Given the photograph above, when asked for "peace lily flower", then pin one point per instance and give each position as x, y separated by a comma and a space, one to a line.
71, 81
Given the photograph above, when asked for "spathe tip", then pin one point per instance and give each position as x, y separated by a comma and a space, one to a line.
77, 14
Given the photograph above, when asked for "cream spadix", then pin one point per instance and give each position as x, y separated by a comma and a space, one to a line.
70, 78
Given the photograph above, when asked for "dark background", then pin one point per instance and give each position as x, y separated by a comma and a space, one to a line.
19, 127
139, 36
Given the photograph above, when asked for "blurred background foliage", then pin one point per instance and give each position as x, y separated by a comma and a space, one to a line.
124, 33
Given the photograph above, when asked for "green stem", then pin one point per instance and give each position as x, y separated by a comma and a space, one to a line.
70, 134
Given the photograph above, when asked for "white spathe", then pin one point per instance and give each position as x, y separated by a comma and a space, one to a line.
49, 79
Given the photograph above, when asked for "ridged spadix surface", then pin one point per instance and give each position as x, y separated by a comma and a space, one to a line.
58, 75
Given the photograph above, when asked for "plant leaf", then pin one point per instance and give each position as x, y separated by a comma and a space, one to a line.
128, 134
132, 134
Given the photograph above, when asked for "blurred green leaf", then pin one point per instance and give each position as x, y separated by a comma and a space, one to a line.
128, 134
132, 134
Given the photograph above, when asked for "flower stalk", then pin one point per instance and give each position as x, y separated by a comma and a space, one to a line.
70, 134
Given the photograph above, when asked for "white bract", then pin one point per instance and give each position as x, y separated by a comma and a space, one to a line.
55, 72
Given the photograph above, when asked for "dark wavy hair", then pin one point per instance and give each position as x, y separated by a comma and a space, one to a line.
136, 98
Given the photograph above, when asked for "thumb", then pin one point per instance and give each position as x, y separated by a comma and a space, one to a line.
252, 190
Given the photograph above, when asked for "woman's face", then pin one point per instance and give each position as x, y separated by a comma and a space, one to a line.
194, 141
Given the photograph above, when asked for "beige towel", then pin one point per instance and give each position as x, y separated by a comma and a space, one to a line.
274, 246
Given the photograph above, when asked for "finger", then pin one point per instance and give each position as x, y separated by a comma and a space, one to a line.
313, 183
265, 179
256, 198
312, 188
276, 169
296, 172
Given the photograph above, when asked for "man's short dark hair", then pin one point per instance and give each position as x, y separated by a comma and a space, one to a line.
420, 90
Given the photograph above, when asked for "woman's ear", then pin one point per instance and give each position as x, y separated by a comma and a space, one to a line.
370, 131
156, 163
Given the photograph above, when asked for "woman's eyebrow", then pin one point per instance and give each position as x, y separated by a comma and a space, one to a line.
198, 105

□ □ □

#### [TASK PROMPT]
Output the listing above word for word.

#### [WRITTEN ANSWER]
Given the photograph above, when asked for "peace lily flower", then pin one point per instance and give each position as x, y separated by a comma and a space, one to a line.
71, 81
Given the photograph above, when asked for "spathe tip", then pin one point per instance and give each position as x, y separated by a comma and a space, one to a line.
77, 14
Given the photograph above, when asked for "cream spadix", then pin one point per instance and give each position as x, y separated by a comma and a space, one to a line.
70, 78
Given the photograph above, when asked for "dark background", then pin one point per instance and give each position as x, y separated by a comma and a space, one to a line.
19, 127
139, 36
Given the photograph above, when asked for "blurred background foliage", then pin one point per instance and give each position as x, y separated by a comma and a space, one to a line.
124, 33
Given the photograph above, when asked for "green stem", then pin one point per instance and give each position as x, y separated by a comma and a space, one to a line.
70, 134
Given the photograph above, when asked for "white spathe", then pin one point per instance and give each position as x, y separated by a comma and a space, one to a line.
49, 79
Given the photograph above, when asked for "ridged spadix surface", then pin one point per instance and give each position as x, y separated by a comma and a space, one to a line.
58, 75
Given the photograph above, when asked for "plant leaf", then pin one point per instance and give each position as x, y separated by a comma and a space, one to a line.
128, 134
132, 134
Given the photograph above, when asked for "blurred green leaf", then pin one point per instance and give each position as x, y separated by a comma and a space, one to a line.
128, 134
132, 134
Given the photograph above, when asked for "flower stalk", then pin one point per instance and give each position as x, y separated by a comma and a space, one to a line.
70, 134
Given the photograph above, when asked for "white bract", then pin one point per instance and give each position as x, y separated by a comma and a space, one to a line.
55, 72
Given the photograph above, when asked for "dark wavy hair", then pin one point per instance and give each position as x, y separated by a comma and a space, one to a line.
136, 98
Given the photograph above, when asked for "thumb", then pin one point per instance and give each position as x, y separated by a comma and a space, one to a line.
252, 190
Given the photograph above, when asked for "woman's face", then pin one point per instance and give each position as x, y separated by a comma and a space, one to a line.
194, 141
Given the photograph above, when asked for "beige towel", then pin one point per instance and give each position as x, y separated by a comma and a space, one to a line.
274, 246
Given the photograph above, when asked for "finger", then pin one point per instance and give each position as x, y separated by a comma and a space, one to a line.
313, 183
265, 179
256, 198
312, 188
276, 169
296, 172
Given the photograph above, when asked for "man's short dark hair", then pin one point per instance and give each position as x, y separated by a comma and a space, one to a line.
420, 90
Given the photograph above, when asked for "woman's ear", then pin one point per instance and give each position as x, y separated by a comma and a space, one to a line.
370, 131
156, 163
Given the photograph above, when asked for "woman's eyebrow", then pin one point per instance and give each position as x, y separated by a comma and a space, one to a line.
198, 105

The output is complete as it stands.